◆ Exercise objective: From the listing below, select every line where the word "leaf" appears.

◆ Information:
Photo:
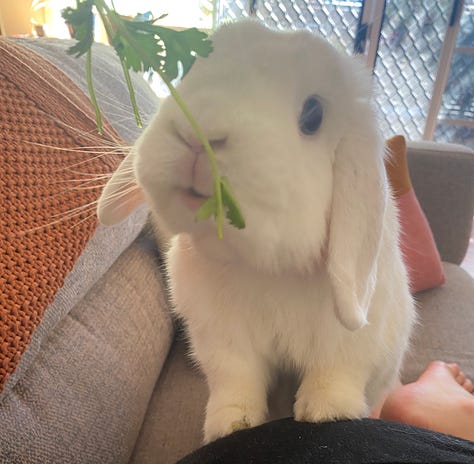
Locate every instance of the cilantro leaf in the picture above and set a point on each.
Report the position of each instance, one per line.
(182, 46)
(233, 213)
(207, 209)
(81, 21)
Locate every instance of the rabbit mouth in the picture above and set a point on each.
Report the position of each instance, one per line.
(192, 198)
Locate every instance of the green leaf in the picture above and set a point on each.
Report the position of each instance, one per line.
(182, 46)
(233, 212)
(81, 20)
(207, 209)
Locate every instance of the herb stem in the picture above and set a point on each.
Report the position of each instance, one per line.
(207, 147)
(131, 91)
(90, 86)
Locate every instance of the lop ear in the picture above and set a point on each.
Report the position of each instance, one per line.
(356, 226)
(121, 194)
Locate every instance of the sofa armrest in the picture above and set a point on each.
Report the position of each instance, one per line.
(443, 179)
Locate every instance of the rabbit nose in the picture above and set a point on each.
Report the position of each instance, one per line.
(191, 140)
(197, 147)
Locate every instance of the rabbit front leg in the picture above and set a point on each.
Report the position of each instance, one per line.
(331, 395)
(237, 396)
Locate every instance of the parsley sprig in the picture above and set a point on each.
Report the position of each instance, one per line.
(141, 46)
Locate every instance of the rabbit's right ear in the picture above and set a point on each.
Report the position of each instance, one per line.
(121, 195)
(356, 226)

◆ Answer to the problem:
Locate every instance of the cilantro leaf in the picture above and set a point on each.
Locate every instance of the green leaf in the picture above and set a point on each.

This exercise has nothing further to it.